◆ Written problem 1
Extract the passage of the tungsten nanowire article from "First published on" to "molecular dynamics (MD).", word for word.

◆ Article

Mechanical properties and thermal stability of ultrathin tungsten nanowires

Ken-Huang Lina, Jia-Yun Lia, Jenn-Sen Linb, Shin-Pon Ju*a, Jian-Ming Lu*cd and Jin-Yuan Hsieh*e
aDepartment of Mechanical and Electro-Mechanical Engineering, National Sun Yat-sen University, Kaohsiung 804, Taiwan. E-mail:
bDepartment of Mechanical Engineering, National United University Miao-Li, 360, Taiwan. E-mail:
cNational Center for High-Performance Computing, Tainan 744, Taiwan. E-mail:
dDepartment of Mechanical Engineering, Southern Taiwan University of Science and Technology, Tainan 710, Taiwan
eDepartment of Mechanical Engineering, Minghsin Institute of Technology, Hsin-Chu 304, Taiwan. E-mail:

Received 29th October 2013 , Accepted 18th December 2013

First published on 20th December 2013

The most stable structures of three ultrathin tungsten nanowires were predicted by the simulated annealing basin-hopping method (SABH) with the penalty algorithm. The predicted structures of tungsten nanowires indicate the tungsten nanowires at this small scale do not possess the B.C.C. configuration in bulk tungsten material. By molecular dynamics (MD) simulation, the mechanical properties including the Young's modulus, yielding stress, and strength of these wires were determined by the tensile test after the analysis of the stress–strain profiles. Besides, in order to understand the feasibility of application of tungsten nanowire on nanodevices, the thermal stability of these ultrathin tungsten nanowires was also investigated at room temperature (300 K) by molecular dynamics (MD).


In recent years, nanowires have been investigated widely because they possess broad applications in different areas, such as nano-mechanical1,2and nano-electronic devices.3 The metallic nanowires with well-defined structures of several nanometers have been fabricated by using different methods. As the scale decreases to nanometers, the nature of physical and transport phenomena will dramatically change due to the surface effect, small size effect and quantum effect.4–6 Tungsten is a brittle metal and possesses higher tensile strength; however, tungsten nanowires are ductile material at the nanoscale.4 Therefore, tungsten has great mechanical, chemical and electronic properties,1,7–9 could be used in different application. Huang10 investigated single crystal tungsten nanowire which found that the average yield stress was 8.44 GPa. Besides, the yield strength (3.4 to 5.8 GPa) are larger than bulk tungsten. Cimalla et al.11 used AFM to analysis different sizes tungsten nanowires from 100 nm to 300 nm, and they found that the Young's modulus is 332 GPa close bulk tungsten values. In addition, Li et al.12 using molecular dynamics simulations constructed 2.3 nm diameter tungsten nanowires to simulate mechanical energy storage methods, found that tungsten nanowires strain recovery can be greater than 30%, the maximum stress is 3500 MPa and energy storage efficiency is 98%. Those excellent nature properties possess better energy storage and applications than currently found smart materials.

◆ Material for this task
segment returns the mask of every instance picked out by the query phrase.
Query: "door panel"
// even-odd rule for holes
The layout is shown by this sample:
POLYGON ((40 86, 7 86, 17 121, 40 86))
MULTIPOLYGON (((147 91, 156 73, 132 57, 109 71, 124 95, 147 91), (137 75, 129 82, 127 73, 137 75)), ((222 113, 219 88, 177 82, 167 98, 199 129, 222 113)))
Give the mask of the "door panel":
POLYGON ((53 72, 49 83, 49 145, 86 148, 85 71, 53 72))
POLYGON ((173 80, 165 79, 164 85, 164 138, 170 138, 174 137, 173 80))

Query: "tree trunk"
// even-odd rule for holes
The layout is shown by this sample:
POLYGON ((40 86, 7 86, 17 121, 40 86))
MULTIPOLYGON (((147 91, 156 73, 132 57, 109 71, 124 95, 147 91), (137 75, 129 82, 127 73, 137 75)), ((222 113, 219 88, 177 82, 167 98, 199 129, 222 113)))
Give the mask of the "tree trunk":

◆ Written problem 2
Copy all of the entries above line for line, with no changes.

◆ Expected answer 1
First published on 20th December 2013

The most stable structures of three ultrathin tungsten nanowires were predicted by the simulated annealing basin-hopping method (SABH) with the penalty algorithm. The predicted structures of tungsten nanowires indicate the tungsten nanowires at this small scale do not possess the B.C.C. configuration in bulk tungsten material. By molecular dynamics (MD) simulation, the mechanical properties including the Young's modulus, yielding stress, and strength of these wires were determined by the tensile test after the analysis of the stress–strain profiles. Besides, in order to understand the feasibility of application of tungsten nanowire on nanodevices, the thermal stability of these ultrathin tungsten nanowires was also investigated at room temperature (300 K) by molecular dynamics (MD).

◆ Expected answer 2
segment returns the mask of every instance picked out by the query phrase.
Query: "door panel"
// even-odd rule for holes
The layout is shown by this sample:
POLYGON ((40 86, 7 86, 17 121, 40 86))
MULTIPOLYGON (((147 91, 156 73, 132 57, 109 71, 124 95, 147 91), (137 75, 129 82, 127 73, 137 75)), ((222 113, 219 88, 177 82, 167 98, 199 129, 222 113)))
Give the mask of the "door panel":
POLYGON ((53 72, 49 83, 49 145, 86 148, 85 71, 53 72))
POLYGON ((173 80, 165 79, 164 85, 164 138, 170 138, 174 137, 173 80))

Query: "tree trunk"
// even-odd rule for holes
The layout is shown by this sample:
POLYGON ((40 86, 7 86, 17 121, 40 86))
MULTIPOLYGON (((147 91, 156 73, 132 57, 109 71, 124 95, 147 91), (137 75, 129 82, 127 73, 137 75)), ((222 113, 219 88, 177 82, 167 98, 199 129, 222 113)))
Give the mask of the "tree trunk":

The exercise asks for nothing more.